Prompt | How many lines of the listing below contain the string "tree"? Reply with the number alone.

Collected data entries
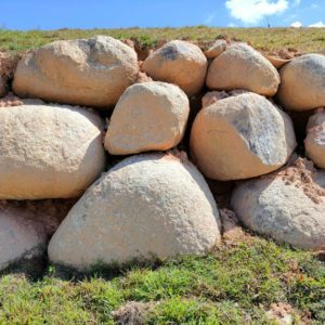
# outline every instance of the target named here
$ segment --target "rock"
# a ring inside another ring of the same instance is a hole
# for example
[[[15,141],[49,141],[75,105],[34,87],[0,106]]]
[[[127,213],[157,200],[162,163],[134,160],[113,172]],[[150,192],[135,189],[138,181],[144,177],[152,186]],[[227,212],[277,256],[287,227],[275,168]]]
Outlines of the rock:
[[[62,40],[20,61],[13,90],[22,98],[109,107],[136,74],[136,53],[119,40],[106,36]]]
[[[209,66],[207,86],[214,90],[243,88],[273,96],[280,84],[276,68],[259,52],[244,43],[234,43]]]
[[[208,62],[192,43],[174,40],[153,52],[143,70],[154,80],[178,84],[187,95],[198,93],[205,83]]]
[[[0,120],[0,199],[76,197],[104,170],[103,122],[86,108],[26,100]]]
[[[320,108],[310,117],[304,147],[307,156],[325,169],[325,108]]]
[[[129,87],[119,99],[105,136],[113,155],[167,151],[183,138],[188,99],[177,86],[145,82]]]
[[[325,172],[315,172],[312,164],[300,158],[272,174],[243,182],[233,193],[232,205],[248,229],[314,249],[325,243],[324,186]]]
[[[235,90],[231,90],[231,91],[224,91],[224,90],[209,91],[202,99],[202,107],[204,108],[204,107],[214,104],[216,102],[221,101],[223,99],[227,99],[231,96],[237,96],[242,93],[247,93],[247,92],[249,92],[249,91],[245,90],[245,89],[235,89]]]
[[[274,56],[274,55],[264,55],[271,63],[272,65],[280,69],[282,68],[285,64],[289,63],[291,61],[291,58],[282,58],[278,56]]]
[[[50,199],[0,202],[0,271],[40,258],[72,205],[72,200]]]
[[[280,70],[277,98],[289,110],[310,110],[325,106],[325,55],[306,54]]]
[[[6,84],[4,78],[0,76],[0,98],[5,96],[6,94]]]
[[[197,169],[181,155],[144,154],[126,158],[86,192],[52,237],[49,257],[87,270],[99,261],[202,255],[220,240],[219,229]]]
[[[208,58],[214,58],[224,52],[226,49],[226,41],[224,39],[218,39],[216,42],[205,52]]]
[[[287,161],[295,147],[289,117],[255,93],[203,108],[191,131],[194,161],[207,178],[220,181],[271,172]]]

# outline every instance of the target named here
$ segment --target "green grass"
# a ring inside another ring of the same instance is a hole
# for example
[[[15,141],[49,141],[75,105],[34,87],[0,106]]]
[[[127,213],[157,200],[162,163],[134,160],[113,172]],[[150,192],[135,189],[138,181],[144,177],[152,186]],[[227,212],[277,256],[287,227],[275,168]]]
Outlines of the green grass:
[[[22,52],[46,43],[62,40],[109,35],[117,39],[138,40],[142,47],[152,47],[159,39],[185,39],[198,43],[217,38],[249,41],[261,51],[295,48],[302,52],[325,53],[325,28],[127,28],[127,29],[58,29],[16,31],[0,29],[0,51]]]
[[[0,324],[114,324],[113,311],[143,302],[144,324],[274,324],[272,303],[292,307],[292,317],[325,323],[325,264],[312,253],[251,237],[206,257],[134,264],[63,280],[54,266],[37,281],[22,274],[0,280]]]

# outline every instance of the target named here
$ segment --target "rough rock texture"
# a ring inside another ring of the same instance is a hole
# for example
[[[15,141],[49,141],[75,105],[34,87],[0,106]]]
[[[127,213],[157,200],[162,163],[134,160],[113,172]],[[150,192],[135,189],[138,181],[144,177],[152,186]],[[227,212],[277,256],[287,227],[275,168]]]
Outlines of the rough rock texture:
[[[219,229],[209,187],[186,157],[145,154],[126,158],[86,192],[52,237],[49,257],[82,270],[200,255],[220,240]]]
[[[197,46],[174,40],[153,52],[144,61],[143,70],[154,80],[176,83],[193,95],[205,83],[207,66],[207,58]]]
[[[6,94],[6,84],[4,78],[0,76],[0,98],[3,98]]]
[[[226,41],[224,39],[218,39],[216,42],[205,52],[208,58],[214,58],[225,51]]]
[[[231,91],[224,91],[224,90],[209,91],[202,98],[202,107],[204,108],[206,106],[217,103],[218,101],[221,101],[221,100],[224,100],[224,99],[227,99],[231,96],[237,96],[239,94],[247,93],[247,92],[249,92],[249,91],[246,89],[235,89],[235,90],[231,90]]]
[[[212,61],[206,82],[210,89],[244,88],[273,96],[280,84],[280,76],[262,54],[245,43],[234,43]]]
[[[252,231],[303,249],[325,243],[325,172],[298,159],[290,167],[242,183],[232,205]]]
[[[287,161],[295,147],[289,117],[255,93],[203,108],[191,131],[191,153],[198,168],[221,181],[271,172]]]
[[[304,147],[307,156],[325,169],[325,108],[320,108],[310,117]]]
[[[0,202],[0,271],[43,255],[73,200]]]
[[[289,110],[325,106],[325,55],[306,54],[294,58],[281,70],[277,98]]]
[[[185,93],[165,82],[129,87],[113,112],[105,148],[113,155],[167,151],[183,138],[190,113]]]
[[[136,74],[134,50],[112,37],[63,40],[25,55],[16,68],[13,90],[22,98],[108,107],[135,81]]]
[[[67,198],[105,167],[103,122],[80,107],[24,105],[0,109],[0,198]]]

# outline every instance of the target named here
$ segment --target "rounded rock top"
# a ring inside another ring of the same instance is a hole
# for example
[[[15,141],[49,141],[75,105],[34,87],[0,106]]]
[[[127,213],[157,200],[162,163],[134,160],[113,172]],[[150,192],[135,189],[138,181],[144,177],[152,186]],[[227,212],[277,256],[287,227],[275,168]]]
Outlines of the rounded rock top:
[[[233,43],[210,64],[207,87],[213,90],[247,89],[273,96],[280,84],[276,68],[246,43]]]
[[[219,240],[217,205],[198,170],[182,157],[143,154],[86,192],[52,237],[49,257],[84,270],[99,261],[202,255]]]
[[[325,106],[325,55],[306,54],[280,70],[277,98],[288,110],[311,110]]]
[[[133,84],[113,112],[105,148],[113,155],[170,150],[182,140],[188,114],[188,99],[179,87],[159,81]]]
[[[95,113],[25,100],[0,120],[0,199],[77,197],[105,168]]]
[[[203,108],[190,144],[202,172],[220,181],[269,173],[283,166],[297,145],[287,114],[251,92]]]
[[[22,98],[108,108],[138,72],[135,51],[112,37],[61,40],[18,62],[13,90]]]
[[[173,40],[153,52],[143,70],[154,80],[178,84],[187,95],[198,93],[205,83],[208,61],[190,42]]]

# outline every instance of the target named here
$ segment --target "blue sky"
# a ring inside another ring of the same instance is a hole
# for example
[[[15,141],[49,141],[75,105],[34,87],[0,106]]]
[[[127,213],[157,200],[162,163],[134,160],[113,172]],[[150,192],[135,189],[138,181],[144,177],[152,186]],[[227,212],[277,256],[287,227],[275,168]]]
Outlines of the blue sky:
[[[0,0],[8,29],[323,26],[325,0]],[[324,25],[325,26],[325,25]]]

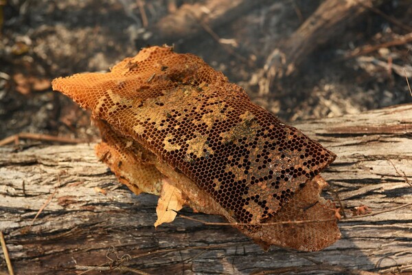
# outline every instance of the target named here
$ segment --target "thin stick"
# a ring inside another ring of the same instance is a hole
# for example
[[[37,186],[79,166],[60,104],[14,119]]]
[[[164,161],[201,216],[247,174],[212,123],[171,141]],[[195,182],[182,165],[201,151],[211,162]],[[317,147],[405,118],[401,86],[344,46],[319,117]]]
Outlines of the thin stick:
[[[400,21],[398,21],[396,19],[395,19],[394,18],[389,16],[389,15],[387,15],[387,14],[385,14],[385,12],[381,12],[380,10],[378,10],[377,8],[374,8],[374,7],[371,7],[369,6],[366,4],[365,4],[364,3],[362,3],[361,1],[356,0],[356,2],[358,2],[358,3],[360,6],[362,6],[363,8],[368,9],[369,10],[376,13],[376,14],[380,15],[380,16],[383,17],[384,19],[385,19],[386,20],[387,20],[388,21],[391,22],[391,23],[393,23],[393,25],[396,25],[397,26],[398,26],[399,28],[404,29],[408,32],[412,32],[412,27],[410,27],[409,25],[406,25],[404,23],[402,23],[402,22],[400,22]]]
[[[347,60],[347,59],[353,58],[358,56],[370,54],[370,53],[377,51],[378,50],[382,48],[382,47],[399,46],[401,45],[408,43],[411,41],[412,41],[412,32],[410,34],[404,35],[398,39],[385,42],[382,44],[376,45],[374,46],[368,45],[368,46],[362,47],[360,48],[355,49],[354,50],[352,51],[352,52],[350,52],[350,54],[348,54],[347,55],[346,55],[345,57],[343,57],[342,59],[340,59],[340,60]]]
[[[251,242],[239,243],[236,243],[236,245],[249,245],[249,244],[251,244]],[[183,251],[183,250],[190,250],[219,249],[219,248],[227,248],[228,246],[230,246],[230,245],[224,244],[224,245],[204,245],[204,246],[187,246],[187,247],[184,247],[184,248],[170,248],[170,249],[165,249],[165,250],[155,250],[155,251],[150,251],[148,252],[144,252],[144,253],[132,256],[132,259],[141,258],[141,257],[144,257],[146,256],[162,254],[162,253],[168,253],[168,252],[179,252],[179,251]],[[76,265],[76,269],[78,269],[79,270],[86,270],[83,272],[81,272],[78,274],[78,275],[83,275],[83,274],[88,273],[93,270],[99,270],[99,271],[109,270],[110,267],[106,267],[104,265],[108,265],[110,264],[111,264],[111,261],[103,263],[99,265],[95,265],[95,266]],[[113,270],[113,268],[112,268],[112,270]]]
[[[408,88],[409,88],[409,93],[411,93],[411,96],[412,96],[412,90],[411,90],[411,85],[409,85],[409,80],[408,80],[408,77],[407,76],[407,70],[404,67],[404,74],[405,74],[405,79],[407,80],[407,84],[408,85]]]
[[[378,215],[380,214],[387,213],[388,212],[392,212],[392,211],[397,210],[398,209],[404,208],[408,206],[412,206],[412,202],[410,202],[409,204],[402,204],[402,206],[393,207],[392,208],[387,209],[385,210],[374,212],[370,213],[370,214],[366,214],[360,215],[360,216],[348,217],[347,218],[346,218],[345,219],[341,219],[341,221],[350,221],[351,219],[362,219],[362,218],[364,218],[366,217],[376,216],[376,215]]]
[[[396,173],[398,174],[398,175],[400,177],[402,177],[402,179],[404,179],[405,180],[405,182],[407,182],[407,184],[409,184],[409,186],[411,187],[412,187],[412,184],[411,184],[411,182],[409,182],[409,179],[408,179],[408,177],[407,177],[407,175],[405,174],[404,172],[403,173],[403,175],[399,173],[399,171],[398,170],[398,169],[396,168],[396,167],[395,167],[395,165],[393,165],[393,163],[392,162],[392,161],[391,160],[388,160],[388,162],[389,162],[391,163],[391,164],[392,164],[392,166],[393,167],[393,168],[395,169],[395,171],[396,171]]]
[[[141,0],[137,0],[137,6],[139,6],[139,11],[141,16],[141,23],[144,28],[149,25],[149,21],[148,21],[148,16],[144,10],[144,2]]]
[[[247,60],[247,58],[246,58],[244,56],[241,56],[240,54],[238,54],[235,50],[233,50],[231,47],[230,47],[230,46],[228,46],[227,45],[221,43],[220,41],[220,38],[211,29],[211,28],[210,28],[209,26],[209,25],[207,25],[206,23],[205,23],[202,19],[199,19],[198,21],[199,23],[201,24],[201,25],[202,26],[202,28],[203,28],[203,30],[205,30],[206,31],[206,32],[207,32],[209,34],[210,34],[210,36],[214,40],[216,40],[216,42],[218,42],[219,43],[219,45],[220,45],[223,47],[223,49],[225,49],[229,53],[229,54],[233,56],[234,57],[236,57],[236,58],[239,59],[240,60],[241,60],[242,62],[243,62],[246,64],[249,64],[249,60]]]
[[[7,268],[9,271],[9,274],[14,275],[14,272],[13,272],[13,267],[12,266],[12,262],[10,261],[10,257],[7,250],[7,246],[5,246],[4,235],[3,234],[3,232],[1,231],[0,231],[0,243],[1,243],[1,248],[3,248],[3,253],[4,254],[4,258],[5,259],[5,263],[7,264]]]
[[[8,144],[9,143],[16,142],[16,141],[19,141],[20,138],[25,138],[34,140],[42,140],[47,142],[62,142],[62,143],[70,143],[70,144],[77,144],[77,143],[83,143],[87,142],[86,140],[76,139],[76,138],[65,138],[65,137],[56,137],[54,135],[43,135],[38,133],[20,133],[17,135],[14,135],[10,136],[8,138],[5,138],[3,140],[0,140],[0,146],[4,146],[5,144]]]
[[[60,175],[58,175],[58,185],[60,185]],[[34,221],[36,221],[36,219],[37,219],[37,217],[38,217],[38,215],[43,212],[43,210],[45,210],[45,208],[46,208],[46,206],[47,206],[49,205],[49,204],[50,204],[50,201],[52,201],[52,199],[53,199],[53,197],[56,195],[56,192],[57,192],[57,187],[55,187],[54,188],[54,191],[53,192],[53,193],[52,193],[52,195],[50,195],[50,196],[49,196],[49,198],[47,199],[47,200],[40,208],[40,209],[38,210],[38,211],[37,211],[37,214],[36,214],[36,216],[34,216],[34,218],[32,221],[32,223],[30,224],[30,226],[27,228],[27,232],[30,230],[30,228],[32,228],[32,226],[34,223]]]

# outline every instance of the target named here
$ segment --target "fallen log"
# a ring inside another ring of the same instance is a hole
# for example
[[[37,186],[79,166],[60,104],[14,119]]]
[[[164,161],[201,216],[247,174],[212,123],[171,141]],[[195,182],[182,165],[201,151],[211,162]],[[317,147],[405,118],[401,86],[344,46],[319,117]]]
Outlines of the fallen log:
[[[280,89],[279,80],[290,76],[312,54],[325,43],[339,39],[345,28],[354,25],[382,0],[327,0],[288,38],[279,42],[266,58],[261,94]]]
[[[412,201],[412,104],[295,126],[337,154],[322,173],[325,195],[337,195],[348,217],[363,205],[387,212],[343,219],[341,240],[319,252],[264,252],[231,226],[176,218],[155,230],[157,198],[119,184],[93,144],[0,147],[0,231],[14,271],[98,274],[111,265],[118,267],[111,274],[410,272],[412,207],[396,208]]]
[[[175,12],[162,18],[148,31],[153,45],[176,43],[181,38],[194,37],[239,18],[242,14],[262,3],[262,0],[207,0],[185,3]]]

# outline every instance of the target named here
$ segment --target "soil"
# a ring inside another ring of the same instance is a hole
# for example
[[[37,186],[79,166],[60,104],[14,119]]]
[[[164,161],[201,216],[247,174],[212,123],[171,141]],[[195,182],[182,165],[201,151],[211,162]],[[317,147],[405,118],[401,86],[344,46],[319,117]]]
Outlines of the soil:
[[[9,0],[0,6],[4,18],[0,36],[0,139],[21,132],[97,138],[89,113],[53,92],[50,81],[75,73],[106,71],[136,54],[153,43],[147,30],[172,12],[173,3],[179,8],[194,1],[142,2],[148,21],[146,28],[138,1],[132,0]],[[214,28],[220,41],[204,32],[172,42],[176,52],[200,56],[244,87],[256,103],[289,122],[411,102],[404,74],[412,77],[412,43],[343,58],[356,47],[407,34],[405,29],[412,28],[410,0],[389,1],[379,7],[405,28],[370,12],[339,39],[309,56],[299,74],[282,82],[280,89],[268,94],[260,92],[260,72],[267,56],[321,2],[264,1]]]

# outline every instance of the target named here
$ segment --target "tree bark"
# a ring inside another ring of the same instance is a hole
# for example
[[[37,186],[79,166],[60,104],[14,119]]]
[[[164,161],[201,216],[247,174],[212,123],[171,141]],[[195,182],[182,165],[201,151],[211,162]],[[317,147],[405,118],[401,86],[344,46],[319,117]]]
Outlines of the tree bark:
[[[330,185],[325,195],[333,197],[335,190],[349,216],[356,206],[376,212],[412,201],[412,104],[295,126],[338,155],[322,173]],[[136,196],[118,184],[93,148],[0,148],[0,230],[17,274],[78,274],[110,262],[106,254],[112,245],[119,258],[135,258],[112,262],[116,266],[124,261],[111,274],[134,274],[128,268],[155,274],[369,274],[364,271],[412,268],[411,206],[343,219],[342,239],[321,252],[272,247],[264,252],[230,226],[176,218],[155,230],[157,197]],[[187,208],[181,212],[225,221]],[[136,257],[147,252],[151,253]],[[114,253],[108,256],[116,258]],[[0,272],[5,272],[3,254],[0,263]]]

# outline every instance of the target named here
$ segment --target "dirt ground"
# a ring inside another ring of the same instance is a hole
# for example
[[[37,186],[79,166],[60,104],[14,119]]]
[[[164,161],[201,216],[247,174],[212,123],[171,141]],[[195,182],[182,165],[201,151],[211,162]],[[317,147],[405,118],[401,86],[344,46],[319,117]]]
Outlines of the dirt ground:
[[[148,30],[184,3],[194,2],[0,1],[3,4],[0,6],[3,17],[0,19],[0,139],[21,132],[97,137],[89,114],[53,92],[50,81],[78,72],[105,71],[141,47],[162,44],[161,37],[152,39]],[[337,39],[310,54],[299,74],[282,83],[282,89],[262,92],[259,78],[264,76],[260,72],[267,56],[321,2],[263,1],[214,28],[218,39],[201,32],[167,42],[173,43],[177,52],[200,56],[244,87],[253,101],[287,121],[410,102],[404,76],[412,77],[412,43],[344,58],[359,47],[380,45],[411,32],[410,0],[387,1],[378,7],[380,14],[367,12]]]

Reply to the task | 2